■ Set exercise
Take the line that contains "# test: put a marker on the overcast" as the first line and the last line of the material below as the final one; reproduce exactly the lines between, inclusive.

***** Input material

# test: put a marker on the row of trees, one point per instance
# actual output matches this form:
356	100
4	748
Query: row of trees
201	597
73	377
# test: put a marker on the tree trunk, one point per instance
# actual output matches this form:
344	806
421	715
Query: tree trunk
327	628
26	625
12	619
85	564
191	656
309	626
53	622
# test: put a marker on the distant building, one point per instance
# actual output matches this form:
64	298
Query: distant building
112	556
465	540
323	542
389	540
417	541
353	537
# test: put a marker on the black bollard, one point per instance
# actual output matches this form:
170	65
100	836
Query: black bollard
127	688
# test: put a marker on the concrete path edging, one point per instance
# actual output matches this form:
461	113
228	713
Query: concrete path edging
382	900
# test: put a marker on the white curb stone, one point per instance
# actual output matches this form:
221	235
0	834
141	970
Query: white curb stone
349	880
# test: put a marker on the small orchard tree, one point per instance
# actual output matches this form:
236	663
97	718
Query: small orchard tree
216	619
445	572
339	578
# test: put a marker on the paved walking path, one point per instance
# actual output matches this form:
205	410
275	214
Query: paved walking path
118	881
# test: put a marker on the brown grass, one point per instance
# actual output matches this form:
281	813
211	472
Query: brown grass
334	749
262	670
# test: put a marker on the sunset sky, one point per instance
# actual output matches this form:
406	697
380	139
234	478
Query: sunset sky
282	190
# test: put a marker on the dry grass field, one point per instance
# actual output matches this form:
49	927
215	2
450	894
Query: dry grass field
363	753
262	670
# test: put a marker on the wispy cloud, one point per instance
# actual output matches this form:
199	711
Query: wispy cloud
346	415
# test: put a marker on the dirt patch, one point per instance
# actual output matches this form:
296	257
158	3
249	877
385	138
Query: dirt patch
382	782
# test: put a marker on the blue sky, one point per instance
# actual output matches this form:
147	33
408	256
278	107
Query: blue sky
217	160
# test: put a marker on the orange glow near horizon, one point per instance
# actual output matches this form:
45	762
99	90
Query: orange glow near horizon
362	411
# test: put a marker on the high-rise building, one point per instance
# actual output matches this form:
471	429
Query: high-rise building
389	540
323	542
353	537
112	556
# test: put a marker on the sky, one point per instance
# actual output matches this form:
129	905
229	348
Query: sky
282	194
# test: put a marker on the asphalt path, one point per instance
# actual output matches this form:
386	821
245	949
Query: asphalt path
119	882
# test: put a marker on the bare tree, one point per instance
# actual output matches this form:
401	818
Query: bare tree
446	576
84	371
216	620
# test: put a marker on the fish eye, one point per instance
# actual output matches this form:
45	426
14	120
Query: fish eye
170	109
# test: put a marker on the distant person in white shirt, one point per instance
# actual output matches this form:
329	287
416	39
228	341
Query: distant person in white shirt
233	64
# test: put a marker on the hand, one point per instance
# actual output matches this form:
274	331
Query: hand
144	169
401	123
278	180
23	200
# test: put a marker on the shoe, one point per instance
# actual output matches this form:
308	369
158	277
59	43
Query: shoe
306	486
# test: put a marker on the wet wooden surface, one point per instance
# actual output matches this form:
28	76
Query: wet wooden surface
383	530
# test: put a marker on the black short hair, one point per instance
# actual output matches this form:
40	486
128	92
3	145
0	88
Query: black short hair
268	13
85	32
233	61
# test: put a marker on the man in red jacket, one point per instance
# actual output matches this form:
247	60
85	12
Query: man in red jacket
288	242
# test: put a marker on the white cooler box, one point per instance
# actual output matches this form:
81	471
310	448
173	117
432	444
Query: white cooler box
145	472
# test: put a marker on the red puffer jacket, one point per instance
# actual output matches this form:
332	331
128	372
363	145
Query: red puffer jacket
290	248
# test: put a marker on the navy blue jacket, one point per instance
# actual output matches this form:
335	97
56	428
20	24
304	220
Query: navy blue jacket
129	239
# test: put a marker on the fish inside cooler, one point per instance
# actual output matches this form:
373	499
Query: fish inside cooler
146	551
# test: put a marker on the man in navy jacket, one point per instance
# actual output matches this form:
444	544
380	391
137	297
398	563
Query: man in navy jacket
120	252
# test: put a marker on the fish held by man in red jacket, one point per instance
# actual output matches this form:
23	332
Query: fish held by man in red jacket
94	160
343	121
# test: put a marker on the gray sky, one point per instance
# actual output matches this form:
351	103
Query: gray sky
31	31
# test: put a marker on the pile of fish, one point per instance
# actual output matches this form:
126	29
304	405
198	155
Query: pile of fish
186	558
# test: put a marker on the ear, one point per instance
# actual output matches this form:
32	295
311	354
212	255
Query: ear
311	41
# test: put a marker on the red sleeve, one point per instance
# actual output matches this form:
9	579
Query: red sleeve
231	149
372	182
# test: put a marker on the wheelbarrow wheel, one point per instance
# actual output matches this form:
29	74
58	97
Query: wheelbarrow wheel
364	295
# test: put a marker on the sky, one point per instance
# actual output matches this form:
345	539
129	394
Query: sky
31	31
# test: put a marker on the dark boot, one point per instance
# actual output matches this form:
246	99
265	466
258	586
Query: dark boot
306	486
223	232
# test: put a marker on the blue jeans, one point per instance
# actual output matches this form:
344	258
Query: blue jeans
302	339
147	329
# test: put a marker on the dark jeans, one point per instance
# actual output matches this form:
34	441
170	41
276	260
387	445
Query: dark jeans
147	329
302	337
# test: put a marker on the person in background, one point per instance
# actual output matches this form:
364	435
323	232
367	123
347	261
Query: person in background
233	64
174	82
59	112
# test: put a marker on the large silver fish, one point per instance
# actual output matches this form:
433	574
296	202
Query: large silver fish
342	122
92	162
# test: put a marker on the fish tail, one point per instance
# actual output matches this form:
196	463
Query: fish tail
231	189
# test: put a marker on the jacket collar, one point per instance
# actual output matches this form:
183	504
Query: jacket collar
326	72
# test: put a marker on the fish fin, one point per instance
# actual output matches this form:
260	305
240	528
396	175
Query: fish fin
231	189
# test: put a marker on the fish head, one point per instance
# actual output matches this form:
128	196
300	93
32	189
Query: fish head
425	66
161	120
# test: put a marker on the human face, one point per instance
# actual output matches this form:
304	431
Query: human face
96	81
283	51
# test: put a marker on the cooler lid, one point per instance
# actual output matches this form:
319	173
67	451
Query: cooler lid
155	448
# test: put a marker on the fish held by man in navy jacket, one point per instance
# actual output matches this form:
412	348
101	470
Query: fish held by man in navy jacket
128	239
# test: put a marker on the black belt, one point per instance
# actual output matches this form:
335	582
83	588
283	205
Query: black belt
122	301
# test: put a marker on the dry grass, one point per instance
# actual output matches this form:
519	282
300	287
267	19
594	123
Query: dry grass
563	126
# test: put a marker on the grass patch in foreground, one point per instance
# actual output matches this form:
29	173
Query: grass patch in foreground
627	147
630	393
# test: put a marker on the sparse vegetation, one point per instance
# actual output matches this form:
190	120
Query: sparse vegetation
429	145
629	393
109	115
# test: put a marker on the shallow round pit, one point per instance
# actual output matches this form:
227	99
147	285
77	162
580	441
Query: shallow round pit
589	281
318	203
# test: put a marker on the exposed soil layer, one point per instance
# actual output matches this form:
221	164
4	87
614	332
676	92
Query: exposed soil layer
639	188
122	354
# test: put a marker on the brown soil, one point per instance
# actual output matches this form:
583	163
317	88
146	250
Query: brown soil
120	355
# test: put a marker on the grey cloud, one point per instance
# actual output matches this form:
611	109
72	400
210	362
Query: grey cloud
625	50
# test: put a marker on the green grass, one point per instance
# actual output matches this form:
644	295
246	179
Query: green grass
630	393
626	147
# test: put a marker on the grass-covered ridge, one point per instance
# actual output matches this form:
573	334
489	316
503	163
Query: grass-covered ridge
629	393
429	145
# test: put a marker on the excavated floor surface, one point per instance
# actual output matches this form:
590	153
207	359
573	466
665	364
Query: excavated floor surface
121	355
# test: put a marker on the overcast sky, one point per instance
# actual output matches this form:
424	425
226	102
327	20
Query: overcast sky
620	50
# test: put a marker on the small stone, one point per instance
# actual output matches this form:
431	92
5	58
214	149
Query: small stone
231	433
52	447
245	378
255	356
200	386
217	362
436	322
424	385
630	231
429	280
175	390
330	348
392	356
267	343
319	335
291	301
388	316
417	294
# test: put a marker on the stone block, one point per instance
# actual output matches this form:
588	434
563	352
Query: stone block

**********

■ Correct response
# test: put a marker on the overcast sky, one point per instance
# actual output matches this form:
424	425
226	102
327	20
Query: overcast sky
620	50
# test: put a marker on the small stone, one point per instance
# actual output matches this form:
431	92
5	58
214	149
Query: small stone
231	433
52	447
245	378
255	356
200	386
217	362
436	322
424	385
630	231
429	280
175	390
330	348
392	356
267	343
319	335
291	301
388	316
417	294
# test: put a marker on the stone block, one point per instance
# actual output matches this form:
588	434
563	352
Query: stone block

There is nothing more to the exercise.